— Provided data —
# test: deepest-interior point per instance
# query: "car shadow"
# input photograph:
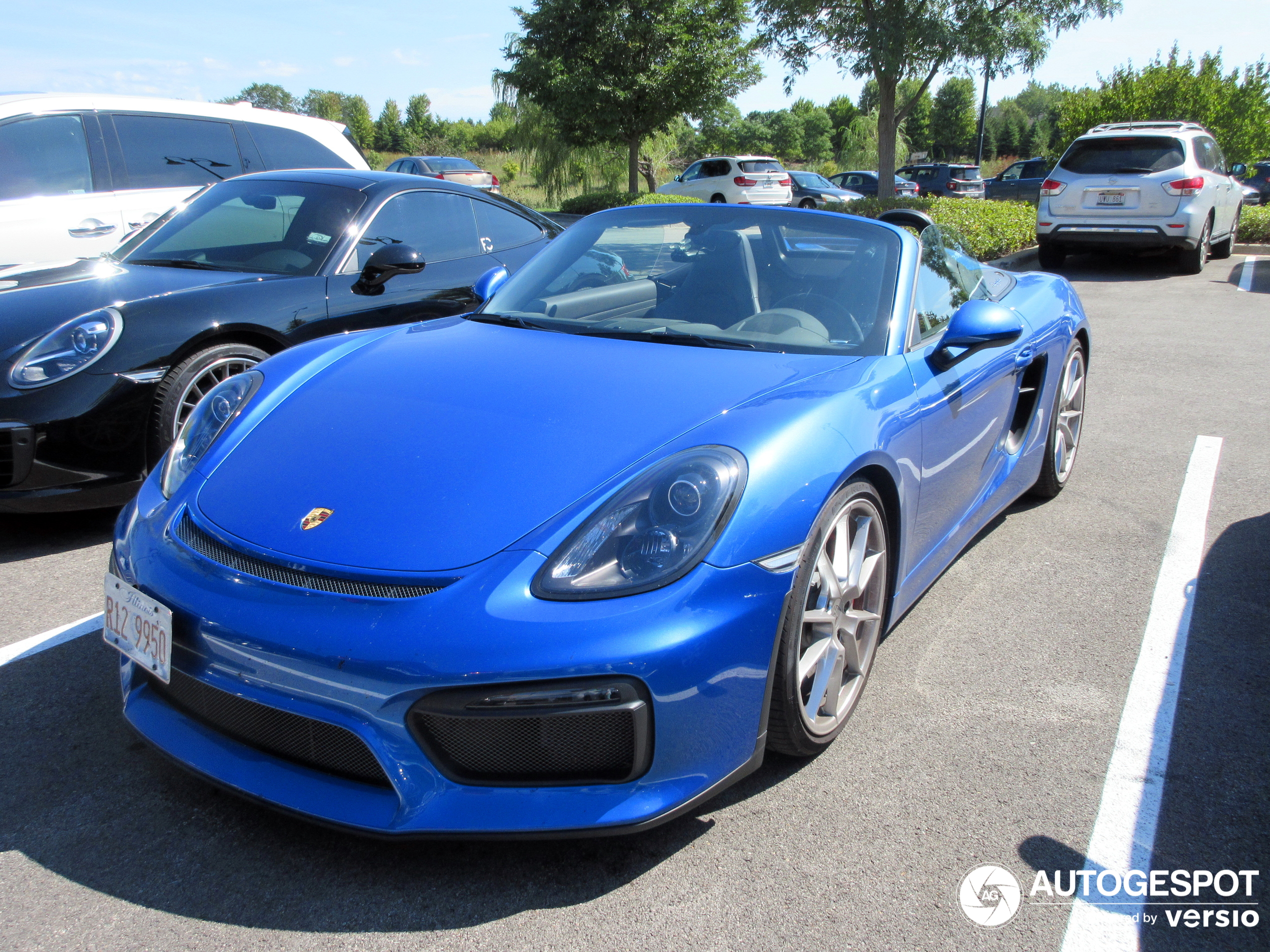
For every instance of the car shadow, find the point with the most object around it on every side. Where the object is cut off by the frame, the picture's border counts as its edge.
(48, 534)
(1213, 814)
(86, 800)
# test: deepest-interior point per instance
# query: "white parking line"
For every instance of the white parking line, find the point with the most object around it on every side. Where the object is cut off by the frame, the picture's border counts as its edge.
(50, 639)
(1124, 832)
(1246, 274)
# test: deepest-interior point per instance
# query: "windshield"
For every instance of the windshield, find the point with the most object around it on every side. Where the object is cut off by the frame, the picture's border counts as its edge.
(278, 227)
(716, 276)
(1123, 154)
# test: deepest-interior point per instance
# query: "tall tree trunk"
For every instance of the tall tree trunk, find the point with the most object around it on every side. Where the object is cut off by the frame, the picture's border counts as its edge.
(887, 136)
(633, 167)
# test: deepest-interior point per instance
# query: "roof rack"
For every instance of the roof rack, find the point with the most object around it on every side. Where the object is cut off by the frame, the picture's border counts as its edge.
(1147, 125)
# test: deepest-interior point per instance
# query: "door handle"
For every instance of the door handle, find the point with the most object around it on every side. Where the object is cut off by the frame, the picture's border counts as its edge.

— Given problem —
Repeat the data in full and exactly. Omit pictures.

— Final answer —
# test: deepest-interior point per instance
# query: "car shadow"
# input photograph:
For every instance of the car shadow, find the point with the most object around it on every side. Where the object is cut off by the frame, the picture's border counts as its edge.
(48, 534)
(1213, 814)
(86, 800)
# test: deepest-interior point per instance
# query: "white parking line"
For every instance of the white parking line, find the point with the most object around it on every side. Where the object is cut off by the frame, the picture's border counts as its edge.
(50, 639)
(1124, 832)
(1246, 274)
# test: deepest-interior point per instance
# query: "windshield"
For every instance of the windshield, find the point with the most object around it on every side. Where the object is cut off by the frame, the picture's border counts as its edge.
(278, 227)
(716, 276)
(1123, 154)
# test: deepest-interior point per instance
# query: "tall tree trunk"
For every instance of the tall tree trunk, find the point with the most object around it on every side. Where the object is cut off by the frame, the picture's border counts as its edge.
(887, 136)
(633, 167)
# test: deepest-interior point per instance
# query: "roof rack"
For every instance of the roof rack, find the point with the most object around it on every side. Where the object is cut off by the frame, the picture's border counts as its edge.
(1147, 125)
# test: deepest-interior point per instance
# query: "door handle"
For every instance of the door handle, find the point with the most object around it on every side. Where the object is cut off by the frame, the picture's border counts as its edge.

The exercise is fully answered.